Content starts
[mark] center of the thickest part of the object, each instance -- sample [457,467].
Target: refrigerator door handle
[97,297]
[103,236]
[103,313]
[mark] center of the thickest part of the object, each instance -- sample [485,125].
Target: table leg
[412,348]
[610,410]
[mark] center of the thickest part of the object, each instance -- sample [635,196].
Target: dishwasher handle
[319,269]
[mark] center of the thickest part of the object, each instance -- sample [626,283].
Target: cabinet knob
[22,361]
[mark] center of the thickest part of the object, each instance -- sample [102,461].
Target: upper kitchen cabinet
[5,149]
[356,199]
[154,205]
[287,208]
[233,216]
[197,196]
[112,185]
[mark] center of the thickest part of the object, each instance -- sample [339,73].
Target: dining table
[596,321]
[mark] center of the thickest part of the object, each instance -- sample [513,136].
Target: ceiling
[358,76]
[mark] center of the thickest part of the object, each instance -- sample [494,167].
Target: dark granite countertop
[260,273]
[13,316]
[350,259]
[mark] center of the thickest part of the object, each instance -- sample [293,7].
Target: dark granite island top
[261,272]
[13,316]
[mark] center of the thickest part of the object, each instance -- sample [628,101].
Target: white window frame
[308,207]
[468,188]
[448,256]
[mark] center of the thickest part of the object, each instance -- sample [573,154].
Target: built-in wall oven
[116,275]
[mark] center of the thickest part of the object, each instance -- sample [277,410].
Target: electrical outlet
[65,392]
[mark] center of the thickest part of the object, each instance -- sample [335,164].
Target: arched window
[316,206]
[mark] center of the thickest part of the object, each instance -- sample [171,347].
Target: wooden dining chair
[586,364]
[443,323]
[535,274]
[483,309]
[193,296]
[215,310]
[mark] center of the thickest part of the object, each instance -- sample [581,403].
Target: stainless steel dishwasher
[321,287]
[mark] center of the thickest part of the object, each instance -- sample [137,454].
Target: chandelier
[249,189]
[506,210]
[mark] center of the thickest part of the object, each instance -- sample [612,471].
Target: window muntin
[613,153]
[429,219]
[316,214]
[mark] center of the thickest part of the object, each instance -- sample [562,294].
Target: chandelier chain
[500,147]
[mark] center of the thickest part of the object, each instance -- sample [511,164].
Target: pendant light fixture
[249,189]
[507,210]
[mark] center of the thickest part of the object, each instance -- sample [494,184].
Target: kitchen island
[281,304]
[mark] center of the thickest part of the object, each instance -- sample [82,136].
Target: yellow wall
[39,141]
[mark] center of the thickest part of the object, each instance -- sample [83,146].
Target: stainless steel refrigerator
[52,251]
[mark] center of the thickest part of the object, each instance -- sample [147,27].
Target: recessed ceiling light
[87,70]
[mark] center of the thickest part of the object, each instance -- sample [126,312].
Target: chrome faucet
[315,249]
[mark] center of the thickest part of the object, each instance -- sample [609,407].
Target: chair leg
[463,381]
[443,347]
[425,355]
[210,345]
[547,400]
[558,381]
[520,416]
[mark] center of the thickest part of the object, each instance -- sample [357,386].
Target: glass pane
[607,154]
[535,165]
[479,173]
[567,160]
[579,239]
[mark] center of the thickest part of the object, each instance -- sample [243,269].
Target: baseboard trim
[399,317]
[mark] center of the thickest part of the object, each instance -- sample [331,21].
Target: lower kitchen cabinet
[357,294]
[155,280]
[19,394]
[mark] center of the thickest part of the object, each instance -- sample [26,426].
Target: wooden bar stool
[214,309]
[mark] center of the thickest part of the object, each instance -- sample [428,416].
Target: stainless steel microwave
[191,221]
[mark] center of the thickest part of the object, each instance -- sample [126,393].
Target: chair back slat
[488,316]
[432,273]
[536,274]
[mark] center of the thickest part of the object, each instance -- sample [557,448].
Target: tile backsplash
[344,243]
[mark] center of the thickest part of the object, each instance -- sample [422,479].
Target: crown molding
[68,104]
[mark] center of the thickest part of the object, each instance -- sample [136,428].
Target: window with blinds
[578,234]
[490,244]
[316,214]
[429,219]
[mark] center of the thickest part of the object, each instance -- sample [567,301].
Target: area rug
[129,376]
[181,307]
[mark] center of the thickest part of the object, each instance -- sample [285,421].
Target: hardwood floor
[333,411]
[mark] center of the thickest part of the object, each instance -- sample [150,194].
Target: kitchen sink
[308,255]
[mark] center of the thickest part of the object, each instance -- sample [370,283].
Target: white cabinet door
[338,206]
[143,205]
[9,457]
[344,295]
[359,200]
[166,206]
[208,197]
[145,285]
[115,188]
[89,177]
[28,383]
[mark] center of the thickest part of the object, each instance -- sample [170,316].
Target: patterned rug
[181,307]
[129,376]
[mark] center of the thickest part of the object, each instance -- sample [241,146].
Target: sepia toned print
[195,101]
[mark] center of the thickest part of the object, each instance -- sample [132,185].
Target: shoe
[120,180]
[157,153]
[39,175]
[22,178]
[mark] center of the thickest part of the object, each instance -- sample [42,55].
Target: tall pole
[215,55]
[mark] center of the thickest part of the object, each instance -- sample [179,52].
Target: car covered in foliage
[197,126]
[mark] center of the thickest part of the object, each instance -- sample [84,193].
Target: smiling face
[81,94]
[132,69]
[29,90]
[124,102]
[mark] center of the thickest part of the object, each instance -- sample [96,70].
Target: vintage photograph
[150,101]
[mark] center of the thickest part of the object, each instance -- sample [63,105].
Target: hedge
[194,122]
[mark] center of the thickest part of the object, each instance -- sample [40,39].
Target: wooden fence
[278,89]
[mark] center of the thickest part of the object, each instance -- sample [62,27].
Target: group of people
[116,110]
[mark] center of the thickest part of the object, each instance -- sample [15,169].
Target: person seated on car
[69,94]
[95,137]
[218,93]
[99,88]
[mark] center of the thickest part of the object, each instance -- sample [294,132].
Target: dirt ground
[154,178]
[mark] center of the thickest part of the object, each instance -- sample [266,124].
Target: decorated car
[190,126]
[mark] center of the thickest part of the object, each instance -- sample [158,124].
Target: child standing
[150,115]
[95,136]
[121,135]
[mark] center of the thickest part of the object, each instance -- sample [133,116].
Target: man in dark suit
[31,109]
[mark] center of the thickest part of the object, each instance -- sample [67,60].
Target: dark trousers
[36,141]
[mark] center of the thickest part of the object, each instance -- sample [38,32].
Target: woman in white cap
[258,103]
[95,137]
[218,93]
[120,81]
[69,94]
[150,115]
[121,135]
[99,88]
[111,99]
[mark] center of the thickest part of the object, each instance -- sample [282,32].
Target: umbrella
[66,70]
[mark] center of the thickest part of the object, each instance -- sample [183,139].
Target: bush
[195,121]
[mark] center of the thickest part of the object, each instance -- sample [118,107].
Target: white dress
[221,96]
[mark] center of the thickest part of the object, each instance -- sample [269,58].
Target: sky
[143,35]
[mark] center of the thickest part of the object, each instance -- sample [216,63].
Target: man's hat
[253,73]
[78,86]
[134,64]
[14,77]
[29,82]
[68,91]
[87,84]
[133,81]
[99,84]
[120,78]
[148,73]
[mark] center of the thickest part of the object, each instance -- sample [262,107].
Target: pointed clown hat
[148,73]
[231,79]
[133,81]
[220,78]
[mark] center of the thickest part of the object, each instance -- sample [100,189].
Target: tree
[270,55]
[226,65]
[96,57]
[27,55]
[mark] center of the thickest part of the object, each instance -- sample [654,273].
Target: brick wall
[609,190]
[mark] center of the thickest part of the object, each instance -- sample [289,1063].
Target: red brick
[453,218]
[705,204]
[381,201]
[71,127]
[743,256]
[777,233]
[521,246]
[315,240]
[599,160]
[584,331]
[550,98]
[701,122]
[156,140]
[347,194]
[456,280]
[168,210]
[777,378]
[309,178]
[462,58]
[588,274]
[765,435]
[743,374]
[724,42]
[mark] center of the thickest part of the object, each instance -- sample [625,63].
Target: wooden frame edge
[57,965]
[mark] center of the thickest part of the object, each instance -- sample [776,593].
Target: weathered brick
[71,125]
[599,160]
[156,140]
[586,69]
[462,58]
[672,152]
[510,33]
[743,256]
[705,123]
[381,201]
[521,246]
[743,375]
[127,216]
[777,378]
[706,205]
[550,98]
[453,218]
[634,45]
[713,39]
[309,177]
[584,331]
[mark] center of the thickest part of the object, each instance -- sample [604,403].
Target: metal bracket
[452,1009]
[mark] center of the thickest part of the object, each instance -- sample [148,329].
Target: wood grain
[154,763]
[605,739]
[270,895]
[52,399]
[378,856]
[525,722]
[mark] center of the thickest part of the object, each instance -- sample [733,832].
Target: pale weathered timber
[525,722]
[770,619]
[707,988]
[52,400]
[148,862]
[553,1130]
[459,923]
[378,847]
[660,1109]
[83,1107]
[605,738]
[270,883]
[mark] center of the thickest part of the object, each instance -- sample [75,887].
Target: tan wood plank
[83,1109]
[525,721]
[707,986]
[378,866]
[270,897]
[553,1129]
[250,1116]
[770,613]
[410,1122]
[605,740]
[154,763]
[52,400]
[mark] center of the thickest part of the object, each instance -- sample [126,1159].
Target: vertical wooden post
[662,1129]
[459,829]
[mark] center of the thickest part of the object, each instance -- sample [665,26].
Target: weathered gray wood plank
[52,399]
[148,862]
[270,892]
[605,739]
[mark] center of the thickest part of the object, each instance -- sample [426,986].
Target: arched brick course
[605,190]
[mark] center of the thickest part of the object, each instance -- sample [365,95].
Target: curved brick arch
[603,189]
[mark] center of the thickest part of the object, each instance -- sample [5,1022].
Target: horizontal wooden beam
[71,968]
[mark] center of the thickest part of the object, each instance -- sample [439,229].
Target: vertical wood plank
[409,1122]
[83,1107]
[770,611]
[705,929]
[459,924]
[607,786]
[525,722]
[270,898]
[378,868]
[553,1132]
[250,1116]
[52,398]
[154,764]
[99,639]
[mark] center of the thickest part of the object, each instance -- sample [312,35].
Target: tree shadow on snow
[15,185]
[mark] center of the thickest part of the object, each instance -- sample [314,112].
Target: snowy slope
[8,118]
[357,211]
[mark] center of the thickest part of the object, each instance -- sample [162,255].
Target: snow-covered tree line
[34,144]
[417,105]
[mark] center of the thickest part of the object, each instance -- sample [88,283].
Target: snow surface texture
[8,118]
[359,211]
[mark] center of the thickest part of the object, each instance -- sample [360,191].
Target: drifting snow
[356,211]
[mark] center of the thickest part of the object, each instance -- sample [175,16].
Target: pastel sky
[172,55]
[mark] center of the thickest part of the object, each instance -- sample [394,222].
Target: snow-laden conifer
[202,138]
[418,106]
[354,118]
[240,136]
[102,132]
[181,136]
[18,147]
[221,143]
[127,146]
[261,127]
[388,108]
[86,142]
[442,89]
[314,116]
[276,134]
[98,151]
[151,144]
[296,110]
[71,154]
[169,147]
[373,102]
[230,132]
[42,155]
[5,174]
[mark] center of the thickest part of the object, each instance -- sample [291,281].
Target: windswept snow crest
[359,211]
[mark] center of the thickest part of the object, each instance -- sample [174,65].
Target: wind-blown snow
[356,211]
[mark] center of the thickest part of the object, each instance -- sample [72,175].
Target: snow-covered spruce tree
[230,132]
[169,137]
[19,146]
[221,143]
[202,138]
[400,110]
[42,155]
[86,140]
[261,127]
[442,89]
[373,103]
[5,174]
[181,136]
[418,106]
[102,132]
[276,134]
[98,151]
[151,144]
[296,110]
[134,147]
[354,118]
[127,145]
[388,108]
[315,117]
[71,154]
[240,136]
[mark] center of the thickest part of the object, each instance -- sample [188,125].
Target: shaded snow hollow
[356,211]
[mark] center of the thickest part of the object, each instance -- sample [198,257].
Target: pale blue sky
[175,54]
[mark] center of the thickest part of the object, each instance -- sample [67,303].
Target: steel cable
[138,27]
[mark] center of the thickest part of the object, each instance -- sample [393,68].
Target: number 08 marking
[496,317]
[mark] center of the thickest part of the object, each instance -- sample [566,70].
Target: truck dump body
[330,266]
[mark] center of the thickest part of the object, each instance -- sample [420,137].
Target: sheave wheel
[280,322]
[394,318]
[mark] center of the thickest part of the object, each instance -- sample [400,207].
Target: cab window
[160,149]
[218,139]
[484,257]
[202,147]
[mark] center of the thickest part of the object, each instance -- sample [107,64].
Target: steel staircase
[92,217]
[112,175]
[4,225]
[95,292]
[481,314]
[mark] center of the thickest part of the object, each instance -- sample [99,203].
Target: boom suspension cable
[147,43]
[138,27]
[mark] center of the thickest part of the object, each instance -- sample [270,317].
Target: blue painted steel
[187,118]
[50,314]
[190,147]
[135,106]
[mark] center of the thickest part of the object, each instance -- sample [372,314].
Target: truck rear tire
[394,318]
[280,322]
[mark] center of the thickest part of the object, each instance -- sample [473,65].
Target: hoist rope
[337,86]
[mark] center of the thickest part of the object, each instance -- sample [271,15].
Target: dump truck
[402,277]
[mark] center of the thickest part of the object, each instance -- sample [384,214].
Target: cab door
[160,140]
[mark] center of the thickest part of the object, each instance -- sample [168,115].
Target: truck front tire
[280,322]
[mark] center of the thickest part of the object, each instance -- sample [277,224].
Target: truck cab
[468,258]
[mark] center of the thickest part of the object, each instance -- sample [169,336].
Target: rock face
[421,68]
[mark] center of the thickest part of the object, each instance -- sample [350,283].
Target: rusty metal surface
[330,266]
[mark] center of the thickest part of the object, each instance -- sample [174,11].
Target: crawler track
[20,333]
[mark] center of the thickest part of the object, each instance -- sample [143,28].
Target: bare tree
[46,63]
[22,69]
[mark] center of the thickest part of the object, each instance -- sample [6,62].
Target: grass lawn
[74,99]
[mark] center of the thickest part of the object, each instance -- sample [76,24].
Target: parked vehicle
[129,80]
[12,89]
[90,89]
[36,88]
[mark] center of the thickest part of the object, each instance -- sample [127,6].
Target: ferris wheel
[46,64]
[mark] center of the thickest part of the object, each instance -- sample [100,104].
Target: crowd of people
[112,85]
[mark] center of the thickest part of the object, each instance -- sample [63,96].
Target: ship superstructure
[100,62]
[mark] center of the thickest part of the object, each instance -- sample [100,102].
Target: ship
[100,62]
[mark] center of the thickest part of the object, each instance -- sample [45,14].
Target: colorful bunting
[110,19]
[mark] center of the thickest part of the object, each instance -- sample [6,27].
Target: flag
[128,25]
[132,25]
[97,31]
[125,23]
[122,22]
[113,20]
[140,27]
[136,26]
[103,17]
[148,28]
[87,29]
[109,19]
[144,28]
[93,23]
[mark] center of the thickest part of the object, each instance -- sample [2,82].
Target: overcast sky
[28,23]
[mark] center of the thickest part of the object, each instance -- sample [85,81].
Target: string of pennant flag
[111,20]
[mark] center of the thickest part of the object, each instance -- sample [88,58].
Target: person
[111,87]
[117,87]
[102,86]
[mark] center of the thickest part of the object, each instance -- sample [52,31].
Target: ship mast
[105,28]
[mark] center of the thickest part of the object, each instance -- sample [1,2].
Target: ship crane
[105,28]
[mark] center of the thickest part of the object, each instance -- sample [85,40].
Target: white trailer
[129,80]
Content ends
__Problem requirements__: An exact copy of the lines above, from the one containing "-- sample [428,416]." down to the one containing "-- sample [370,283]." and including both, is the whole answer; retype it and nothing else.

__Completed exercise__:
[mark] center of the thickest part of the object, each instance -- sample [428,416].
Target: stainless steel microwave
[191,221]
[mark] center of the thickest part of the object, each instance -- sample [126,393].
Target: chair back slat
[488,316]
[432,273]
[536,274]
[mark] center of the thickest part of the object, each instance -- sample [557,448].
Target: tile backsplash
[344,243]
[mark] center of the thickest part of the object, each instance -- sample [422,479].
Target: crown molding
[68,104]
[mark] center of the thickest part of the object, each instance -- sample [136,428].
Target: window with blinds
[578,234]
[490,244]
[316,214]
[429,219]
[mark] center of the thickest part of the object, each instance -- sample [567,301].
Target: area rug
[129,376]
[181,307]
[mark] center of the thickest part of the object, each instance -- sample [285,421].
Target: hardwood floor
[333,411]
[mark] center of the thickest part of the object, each instance -- sample [150,194].
Target: kitchen sink
[308,255]
[mark] center of the thickest part of the object, each instance -- sample [370,283].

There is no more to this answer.